**WORK TO COMPLETE**
Can you update the items below by changing every "Record the coordinates in this form:" to "List the coordinates like this:" and leaving everything else as it is? Leave the pictures out of your answer.

**Point labels for objects**
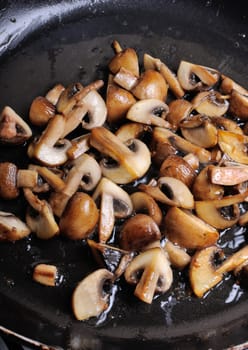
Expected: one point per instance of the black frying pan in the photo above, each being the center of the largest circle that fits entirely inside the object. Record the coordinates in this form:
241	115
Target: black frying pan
43	43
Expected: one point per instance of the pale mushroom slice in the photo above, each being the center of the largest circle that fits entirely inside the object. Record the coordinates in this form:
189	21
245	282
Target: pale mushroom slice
187	230
234	145
211	103
89	298
114	203
170	77
205	274
50	149
200	131
239	104
156	275
12	228
13	129
221	213
193	76
181	144
131	159
150	112
39	216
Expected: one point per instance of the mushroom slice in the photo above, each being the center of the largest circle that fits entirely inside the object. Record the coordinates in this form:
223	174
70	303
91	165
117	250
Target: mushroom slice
85	172
204	135
40	220
13	129
138	231
89	298
221	213
239	104
114	203
144	203
150	112
175	166
192	76
156	274
187	230
204	189
12	228
203	272
171	79
50	149
234	145
181	144
150	84
210	103
228	175
133	158
169	191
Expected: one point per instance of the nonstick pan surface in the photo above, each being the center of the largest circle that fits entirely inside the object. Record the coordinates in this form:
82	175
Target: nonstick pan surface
49	42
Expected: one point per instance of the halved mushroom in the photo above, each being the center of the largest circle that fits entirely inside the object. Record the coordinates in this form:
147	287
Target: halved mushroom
181	144
169	190
50	149
182	227
239	104
170	78
199	131
175	166
204	189
89	298
205	274
114	203
156	274
192	76
150	84
13	129
234	145
80	217
41	111
144	203
221	213
150	112
39	216
137	232
12	228
132	158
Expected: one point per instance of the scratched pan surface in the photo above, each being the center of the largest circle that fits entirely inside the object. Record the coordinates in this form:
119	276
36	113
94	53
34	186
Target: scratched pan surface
43	43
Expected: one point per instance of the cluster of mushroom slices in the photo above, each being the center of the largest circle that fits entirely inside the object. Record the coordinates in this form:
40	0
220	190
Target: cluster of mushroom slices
152	179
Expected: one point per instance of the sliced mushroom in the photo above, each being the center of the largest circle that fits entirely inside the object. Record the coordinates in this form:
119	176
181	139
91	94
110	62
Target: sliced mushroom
175	166
150	112
156	274
192	76
150	84
41	111
144	203
39	216
114	203
12	228
169	191
89	298
80	217
187	230
204	189
181	144
132	159
50	149
138	231
234	145
13	129
216	213
239	104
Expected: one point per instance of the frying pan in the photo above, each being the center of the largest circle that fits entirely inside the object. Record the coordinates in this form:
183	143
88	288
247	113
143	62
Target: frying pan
47	42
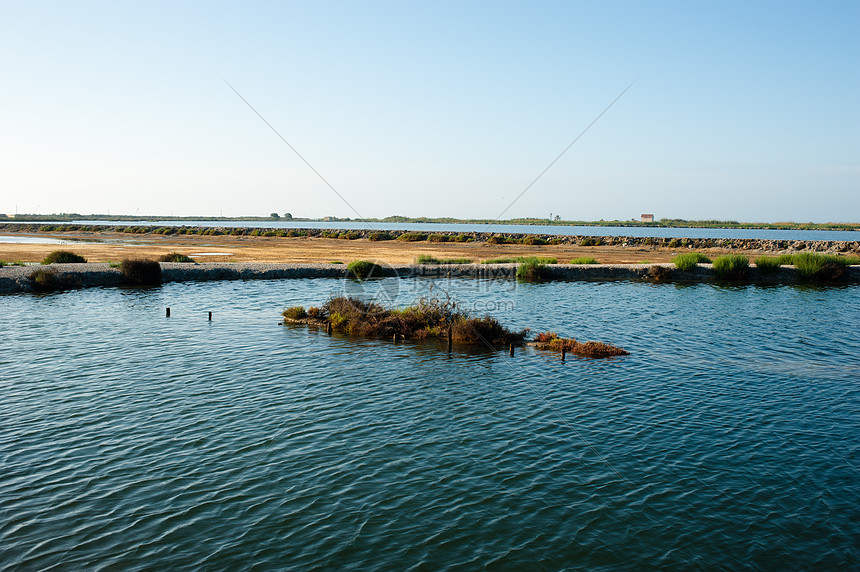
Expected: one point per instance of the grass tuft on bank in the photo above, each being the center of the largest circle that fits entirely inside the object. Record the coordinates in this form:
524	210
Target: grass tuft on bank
689	260
428	318
63	257
551	341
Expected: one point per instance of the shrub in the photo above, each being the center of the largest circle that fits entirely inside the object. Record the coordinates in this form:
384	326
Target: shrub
428	318
412	237
534	240
689	260
767	264
659	273
295	313
141	271
824	268
731	266
427	259
551	341
531	270
175	257
63	257
362	269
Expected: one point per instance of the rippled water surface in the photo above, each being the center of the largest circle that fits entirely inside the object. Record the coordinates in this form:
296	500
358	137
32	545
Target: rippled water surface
728	438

**ANSWER BELOW**
Expected: one point per instance of the black frying pan in the photo above, each being the center of the largest circle that fits entirely inside the object. List the coordinates like this:
241	115
Target: black frying pan
43	43
Expected: one point per instance of the pale mushroom slice in the photo above, each being the center of the largest circle that fits entirely inside the object. List the coordinates like this:
189	21
245	282
Target: pale mushroom slice
187	230
234	145
211	103
89	298
114	203
170	77
205	274
50	149
200	131
239	104
156	275
12	228
13	129
221	213
193	76
181	144
131	159
150	112
39	216
Expected: one point per instance of the mushroom slice in the photo above, each being the center of the largest circle that fits entirely inside the object. List the coordinates like this:
223	174
70	303
91	165
117	250
Target: mushroom slice
85	172
204	135
40	220
13	129
138	231
89	298
221	213
239	104
114	203
144	203
150	112
175	166
192	76
156	274
187	230
204	189
12	228
203	272
171	79
50	149
234	145
181	144
150	84
210	103
228	175
133	158
169	191
Expected: one point per instance of the nonstick pan surface in the photo above, each being the center of the largest circle that fits entirely inside the object. List the coordinates like this:
82	175
Target: nonstick pan surface
49	42
Expected: one point per instance of the halved mushroom in the photo above, each being the center of the largest circle that fits entirely inside the object. List the coordinates like this:
147	287
Target: halved mushroom
181	144
169	190
50	149
182	227
239	104
170	78
199	131
175	166
204	189
89	298
205	274
114	203
156	274
192	76
150	84
13	129
234	145
80	217
41	111
144	203
221	213
150	112
39	216
137	232
12	228
132	158
Expected: one point per instance of the scratched pan surface in the photo above, each being the center of the largest circle that fits entirely inside the object. List the coordinates like this:
119	276
36	113
94	53
34	186
Target: scratched pan surface
43	43
Expected: one point per instance of the cluster of mushroom slices in the photo above, each being the center of the largest circle that fits entirely inside the object. List the coordinates like this:
40	0
220	190
Target: cluster of mushroom slices
152	179
Expected: one point per instance of the sliced mushroom in the photo above, each being the center of the largest circle that fits entirely inside the object. List the coordinates like this:
119	176
181	139
91	94
110	62
Target: sliced mushroom
175	166
150	112
156	274
192	76
150	84
41	111
144	203
39	216
114	203
12	228
169	191
89	298
80	217
187	230
204	189
181	144
132	159
50	149
138	231
234	145
13	129
216	213
239	104
Expected: one point per instance of the frying pan in the photo above, each being the center of the largest circle that fits entirely inside the object. List the coordinates like this:
183	143
88	288
247	113
143	62
Target: frying pan
47	42
Expected: one point per instance of the grass tuft on bank in the photo above, each being the center of the largest circle that fits entirely inside the object. List the coordinates like this:
524	210
Target: grass tuft on bank
689	260
428	318
63	257
551	341
Expected: one point per instance of the shrub in the photo above, each being the center of the largest circle that fits entirely inside the object. List the coordinates like this:
384	326
Target: shrub
428	318
412	237
534	240
689	260
767	264
659	273
295	313
141	271
824	268
731	266
427	259
551	341
531	270
175	257
63	257
362	269
Expected: one point per instance of the rippled water surface in the photo above, each being the center of the largest circle that fits entirely inside the object. List the coordinates like this:
296	500
358	137
32	545
Target: rippled water surface
728	438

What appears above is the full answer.